(Object location annotation data)
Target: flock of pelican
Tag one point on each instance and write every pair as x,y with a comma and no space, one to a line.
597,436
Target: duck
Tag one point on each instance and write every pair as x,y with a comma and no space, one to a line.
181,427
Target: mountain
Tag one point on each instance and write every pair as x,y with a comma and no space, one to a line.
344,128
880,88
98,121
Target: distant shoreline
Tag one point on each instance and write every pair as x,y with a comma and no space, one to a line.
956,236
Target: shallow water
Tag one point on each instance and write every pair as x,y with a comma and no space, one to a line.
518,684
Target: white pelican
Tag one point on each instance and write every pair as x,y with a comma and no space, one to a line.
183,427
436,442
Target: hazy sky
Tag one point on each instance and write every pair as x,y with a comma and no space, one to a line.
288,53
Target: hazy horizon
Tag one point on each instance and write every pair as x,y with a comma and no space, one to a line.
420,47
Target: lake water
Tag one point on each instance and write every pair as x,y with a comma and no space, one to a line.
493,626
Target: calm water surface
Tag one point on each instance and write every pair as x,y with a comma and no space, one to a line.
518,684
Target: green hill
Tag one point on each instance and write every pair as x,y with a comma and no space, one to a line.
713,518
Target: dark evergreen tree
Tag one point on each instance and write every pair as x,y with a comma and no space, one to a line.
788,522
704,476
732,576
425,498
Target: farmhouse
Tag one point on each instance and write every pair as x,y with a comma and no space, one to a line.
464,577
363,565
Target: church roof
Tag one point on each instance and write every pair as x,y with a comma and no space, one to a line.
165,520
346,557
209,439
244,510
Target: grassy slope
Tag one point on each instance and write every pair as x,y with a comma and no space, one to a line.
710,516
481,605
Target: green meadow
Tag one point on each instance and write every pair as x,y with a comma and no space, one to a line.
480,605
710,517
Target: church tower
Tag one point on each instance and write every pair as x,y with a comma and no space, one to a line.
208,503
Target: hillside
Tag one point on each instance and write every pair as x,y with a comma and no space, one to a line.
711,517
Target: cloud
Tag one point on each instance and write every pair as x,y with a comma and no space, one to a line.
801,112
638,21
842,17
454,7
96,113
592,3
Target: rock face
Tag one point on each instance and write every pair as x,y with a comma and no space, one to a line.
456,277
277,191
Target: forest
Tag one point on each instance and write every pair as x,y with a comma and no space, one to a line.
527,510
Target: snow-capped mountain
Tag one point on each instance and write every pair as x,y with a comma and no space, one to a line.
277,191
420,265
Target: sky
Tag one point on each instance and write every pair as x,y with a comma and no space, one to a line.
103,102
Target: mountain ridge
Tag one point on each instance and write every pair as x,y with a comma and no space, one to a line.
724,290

> _Given task_: Write out all the entries exactly.

> _Solution to the exercise_:
Target: flock of pelican
Tag one point on each instance and write every pair as x,y with a comma and no space, one to a line.
597,436
Target: duck
Tag one point on each instance and write every pair as x,y with a comma and no space, one to a line.
181,427
Target: mountain
Tag one point on each instance and write every pair as x,y with a comma and no space, one to a line.
344,128
880,88
98,121
Target: distant shoreline
Tag one point on each instance and write every pair as x,y with a comma and no space, one to a line.
956,236
Target: shallow water
Tag one point on each instance and write every pair as x,y with a comma and no space, one to a line.
518,684
Target: white pelican
Tag one point on each instance and write every pair as x,y with a comma and no space, one to a line.
183,427
436,442
Target: hazy sky
Tag one point on each instance and write every pair as x,y with a comma and no space, one to a line.
288,53
Target: hazy horizon
Tag one point on each instance and write every pair as x,y with a comma and no space, one to a line.
420,47
Target: lake water
Tag one point on each instance and write every pair as x,y with a comma and no space, one to a line.
493,626
Target: calm water surface
Tag one point on each instance and write every pair as x,y with a comma and no space, one to a line.
518,684
Target: green hill
Tag one point on each instance and write every pair as x,y with a comma and no space, one to a line.
713,518
Target: dark evergreen tree
Tag one point on each instance and write every pair as x,y with a comma and no space, one to a line.
788,522
704,476
732,576
425,498
Target: farmhouse
Tag one point on each instance and write every pair as x,y with a comma and no space, one to a line.
464,577
363,565
Target: church roof
Tag one point on each instance and write every pair as x,y with a comma and no space, one to a line.
165,520
346,557
209,439
244,510
Target: grassy slope
Tag one point on each instance and write every pair as x,y with a comma and no space, one to a line.
710,516
481,605
Target: green meadow
Tag one point on each instance and write every pair as x,y with a comma and no space, one to a line.
480,605
710,517
Target: church tower
Tag one point on each instance and write every pair as x,y with a comma and no space, one to a line.
208,503
Target: hillside
Tag one point on each instance and write every pair as x,y with a comma and no space, one to a line.
711,517
Target: cloud
Tag one point on each instance and write every pair as x,y with a comma and no space, one to a line.
801,112
638,21
842,17
454,7
96,113
592,3
Target: rock face
Tag one point on each instance and write every pair as x,y with a comma and no space, one to a line.
456,277
277,191
Target: forest
Tag one point on each instance and write every pair as x,y with a comma and no space, one to a line.
527,510
Target: snow-capped mountain
Tag one point on each instance and write every pair as x,y with a comma and no space, one to a line.
277,191
420,265
Target: sky
Tag one point on each instance and write every pair as x,y with a comma and no space, one to a line.
103,102
Target: mountain ridge
Tag one point on each instance and write every pair as x,y with a comma and no space, one to a line.
724,290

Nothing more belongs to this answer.